Challenges »
1. Rewrite the part of the DataNode decommissioning page that begins at "This is the" and ends after "the NameNode host.", replacing "TaskTracker" with "NodeManager".
2. Continue the DataNode decommissioning page from its last sentence.

Page excerpt »
This is the documentation for Cloudera Enterprise 5.8.x. Documentation for other versions is available at Cloudera Documentation.

Decommisioning DataNodes Using the Command Line

Decommisioning a DataNode excludes it from a cluster after its data is replicated to active nodes. To decommision a DataNode:
  1. Create a file named dfs.exclude in the HADOOP_CONF_DIR (default is /etc/hadoop/conf).
  2. Add the name of each DataNode host to be decommissioned on individual lines.
  3. Stop the TaskTracker on the DataNode to be decommissioned.
  4. Add the following property to hdfs-site.xml on the NameNode host.

Recorded data »
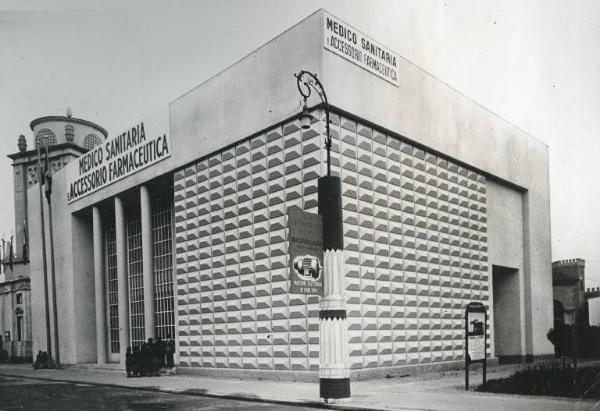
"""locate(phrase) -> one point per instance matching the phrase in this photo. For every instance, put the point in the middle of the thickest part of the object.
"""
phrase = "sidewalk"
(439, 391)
...
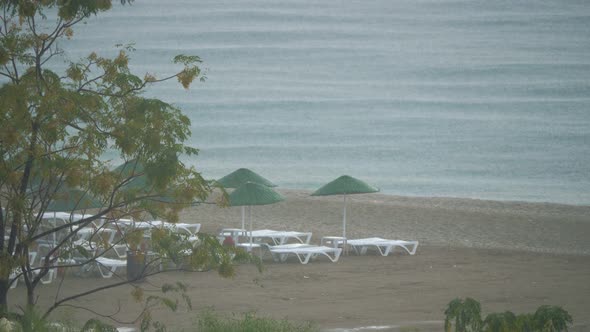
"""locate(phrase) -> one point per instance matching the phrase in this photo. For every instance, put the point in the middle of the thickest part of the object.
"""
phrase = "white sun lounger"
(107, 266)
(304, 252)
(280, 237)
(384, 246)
---
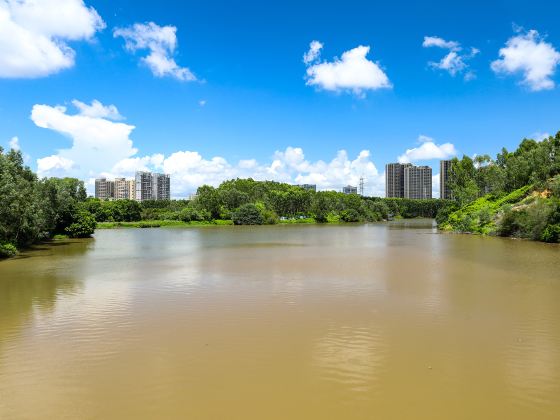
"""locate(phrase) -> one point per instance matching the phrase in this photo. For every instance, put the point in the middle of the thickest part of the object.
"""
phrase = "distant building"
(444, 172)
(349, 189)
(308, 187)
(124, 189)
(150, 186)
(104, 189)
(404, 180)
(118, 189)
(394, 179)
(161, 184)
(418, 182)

In response »
1.
This is the documentation for Cloudera Enterprise 5.8.x. Documentation for other versions is available at Cloudera Documentation.

Decommisioning DataNodes Using the Command Line

Decommisioning a DataNode excludes it from a cluster after its data is replicated to active nodes. To decommision a DataNode:
  1. Create a file named dfs.exclude in the HADOOP_CONF_DIR (default is /etc/hadoop/conf).
  2. Add the name of each DataNode host to be decommissioned on individual lines.
  3. Stop the NodeManager on the DataNode to be decommissioned.
  4. Add the following property to hdfs-site.xml on the NameNode host.

2.
    <property>
      <name>dfs.hosts.exclude</name>
      <value>/etc/hadoop/conf/dfs.exclude</value>
    <property>

When a DataNode is marked for decommision, all of the blocks on that DataNode are marked as under replicated. In the NameNode UI under Decommissioning DataNodes you can see a total number of under replicated blocks, which will reduce over time, indicating decommissioning progress.

Cloudera recommends that you decommision no more than two DataNodes at one time.

Stopping the Decommissioning Process

To stop the decommissioning process for a DataNode using the command line:
  1. Remove the DataNode name from /etc/hadoop/conf/dfs.exclude.
  2. Run the command $ hdfs dfsadmin -refreshNodes.
Page generated July 8, 2016.